[Stored data entries]
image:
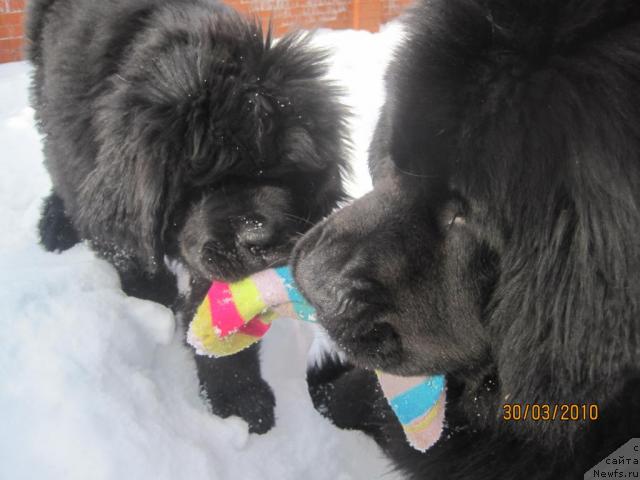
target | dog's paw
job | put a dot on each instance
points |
(350, 397)
(55, 228)
(252, 401)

* Task prompt: Reproduce the data above verbatim, minus any images.

* Response to the exercise:
image:
target | dog's paw
job | put a dot on each instance
points |
(350, 397)
(55, 228)
(252, 401)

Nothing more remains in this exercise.